**WHAT TO DO:**
Pull out every line in the items below that contains the string "windshield".
--- Start of EXTRACTED RECORDS ---
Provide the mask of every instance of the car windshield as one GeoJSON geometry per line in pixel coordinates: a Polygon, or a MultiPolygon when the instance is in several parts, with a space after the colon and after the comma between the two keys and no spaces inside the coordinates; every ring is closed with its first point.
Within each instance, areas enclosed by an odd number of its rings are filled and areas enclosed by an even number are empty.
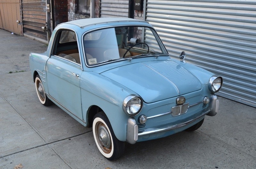
{"type": "Polygon", "coordinates": [[[84,47],[89,65],[129,58],[168,53],[156,32],[150,28],[135,26],[98,30],[86,34],[84,47]]]}

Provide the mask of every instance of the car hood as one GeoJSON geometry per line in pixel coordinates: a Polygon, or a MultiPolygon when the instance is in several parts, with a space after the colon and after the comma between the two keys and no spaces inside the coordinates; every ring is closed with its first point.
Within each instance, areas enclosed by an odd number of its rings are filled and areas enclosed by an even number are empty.
{"type": "Polygon", "coordinates": [[[200,90],[199,81],[172,61],[140,62],[109,70],[101,74],[152,103],[200,90]]]}

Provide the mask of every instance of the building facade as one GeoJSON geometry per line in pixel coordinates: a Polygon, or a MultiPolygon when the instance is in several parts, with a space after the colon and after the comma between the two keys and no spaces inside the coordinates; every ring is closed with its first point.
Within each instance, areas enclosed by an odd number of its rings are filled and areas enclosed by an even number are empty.
{"type": "Polygon", "coordinates": [[[256,107],[255,9],[255,0],[0,0],[0,27],[46,43],[67,21],[145,20],[170,56],[184,51],[187,62],[223,77],[219,95],[256,107]]]}

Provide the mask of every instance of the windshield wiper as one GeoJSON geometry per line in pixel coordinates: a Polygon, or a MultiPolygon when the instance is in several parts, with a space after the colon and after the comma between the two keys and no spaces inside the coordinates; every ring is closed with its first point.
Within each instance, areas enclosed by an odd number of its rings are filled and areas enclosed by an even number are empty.
{"type": "Polygon", "coordinates": [[[169,55],[168,54],[150,54],[149,53],[147,53],[145,54],[141,54],[139,55],[136,55],[136,56],[133,56],[130,57],[129,58],[133,58],[134,57],[143,57],[144,56],[154,56],[155,57],[159,57],[159,56],[168,56],[169,55]]]}
{"type": "Polygon", "coordinates": [[[129,61],[130,61],[130,60],[132,59],[131,58],[116,58],[116,59],[110,59],[108,60],[105,61],[104,62],[112,62],[112,61],[118,61],[119,60],[129,60],[129,61]]]}

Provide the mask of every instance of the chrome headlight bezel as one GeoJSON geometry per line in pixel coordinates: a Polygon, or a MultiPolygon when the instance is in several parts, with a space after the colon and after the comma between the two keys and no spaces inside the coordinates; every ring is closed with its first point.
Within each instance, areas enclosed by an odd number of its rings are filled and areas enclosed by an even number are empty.
{"type": "Polygon", "coordinates": [[[124,112],[130,116],[134,116],[140,112],[143,107],[143,101],[140,96],[135,94],[132,94],[127,96],[124,100],[123,103],[123,110],[124,112]],[[135,102],[132,103],[132,102],[135,102]],[[136,103],[136,102],[137,102],[136,103]],[[138,104],[136,106],[136,104],[138,104]],[[135,106],[134,112],[131,112],[131,105],[135,106]]]}
{"type": "Polygon", "coordinates": [[[214,75],[209,80],[208,88],[212,93],[218,92],[221,88],[223,82],[222,77],[214,75]]]}

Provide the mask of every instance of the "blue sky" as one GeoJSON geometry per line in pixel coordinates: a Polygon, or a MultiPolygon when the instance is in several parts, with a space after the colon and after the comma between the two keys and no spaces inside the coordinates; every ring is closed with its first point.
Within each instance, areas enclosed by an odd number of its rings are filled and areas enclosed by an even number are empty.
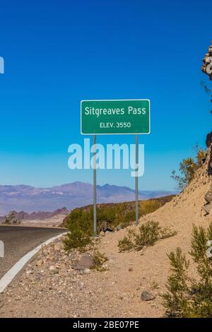
{"type": "MultiPolygon", "coordinates": [[[[202,1],[1,1],[0,184],[92,182],[70,170],[68,146],[82,143],[80,100],[151,100],[141,189],[172,190],[179,161],[204,146],[210,100],[200,85],[211,35],[202,1]]],[[[134,143],[133,136],[98,136],[134,143]]],[[[101,170],[98,183],[133,187],[127,170],[101,170]]]]}

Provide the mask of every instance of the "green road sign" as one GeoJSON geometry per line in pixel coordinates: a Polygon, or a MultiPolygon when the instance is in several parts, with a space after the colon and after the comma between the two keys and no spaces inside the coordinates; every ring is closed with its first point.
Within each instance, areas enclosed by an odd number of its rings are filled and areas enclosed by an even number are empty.
{"type": "Polygon", "coordinates": [[[82,100],[81,134],[150,134],[150,100],[82,100]]]}

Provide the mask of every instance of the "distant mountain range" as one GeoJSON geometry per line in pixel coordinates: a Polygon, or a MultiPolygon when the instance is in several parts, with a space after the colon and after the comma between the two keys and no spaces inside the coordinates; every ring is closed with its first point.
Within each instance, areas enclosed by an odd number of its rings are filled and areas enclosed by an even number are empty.
{"type": "MultiPolygon", "coordinates": [[[[139,193],[140,199],[158,198],[176,194],[173,191],[143,191],[139,193]]],[[[135,191],[127,186],[97,186],[98,203],[121,203],[134,201],[135,191]]],[[[0,215],[11,210],[54,211],[66,206],[69,210],[93,203],[93,185],[83,182],[73,182],[52,188],[34,188],[31,186],[0,185],[0,215]]]]}

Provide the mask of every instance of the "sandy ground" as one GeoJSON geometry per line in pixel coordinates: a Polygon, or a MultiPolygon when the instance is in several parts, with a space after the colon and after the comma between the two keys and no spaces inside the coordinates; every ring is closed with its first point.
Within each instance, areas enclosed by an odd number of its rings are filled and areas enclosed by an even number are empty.
{"type": "Polygon", "coordinates": [[[73,268],[74,258],[66,255],[61,242],[45,248],[1,295],[0,316],[163,316],[160,295],[165,291],[170,271],[167,254],[179,247],[188,255],[193,225],[209,225],[211,216],[204,216],[203,208],[204,195],[211,184],[206,163],[182,194],[140,219],[140,223],[155,220],[177,232],[175,237],[160,240],[141,254],[119,252],[118,242],[126,229],[107,233],[98,244],[109,258],[107,271],[80,274],[73,268]],[[57,266],[59,273],[49,274],[50,264],[57,266]],[[143,290],[152,292],[155,299],[142,301],[143,290]]]}

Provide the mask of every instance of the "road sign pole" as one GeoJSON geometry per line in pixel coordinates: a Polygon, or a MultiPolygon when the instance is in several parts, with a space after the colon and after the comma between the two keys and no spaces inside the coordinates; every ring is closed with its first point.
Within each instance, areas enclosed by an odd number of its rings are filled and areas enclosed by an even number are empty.
{"type": "Polygon", "coordinates": [[[139,158],[138,158],[138,135],[136,135],[136,225],[139,225],[139,158]]]}
{"type": "Polygon", "coordinates": [[[96,235],[96,135],[93,135],[93,236],[96,235]]]}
--- End of EXTRACTED RECORDS ---
**TASK RESPONSE:**
Provide the mask of every instance of the car windshield as one GeoJSON geometry per line in pixel coordinates: a Polygon, or a MultiPolygon when the instance is in several parts, with a space after the colon and after the comma between the two keys and no spaces inside the coordinates; every ring is closed with its first point.
Provide the mask of every instance of the windshield wiper as one GeoJSON geometry per line in pixel coordinates: a Polygon, or a MultiPolygon when the instance is in several parts, with a space after the colon and after the comma between the two keys and no spaces inside the coordinates; every ring is closed with its first point.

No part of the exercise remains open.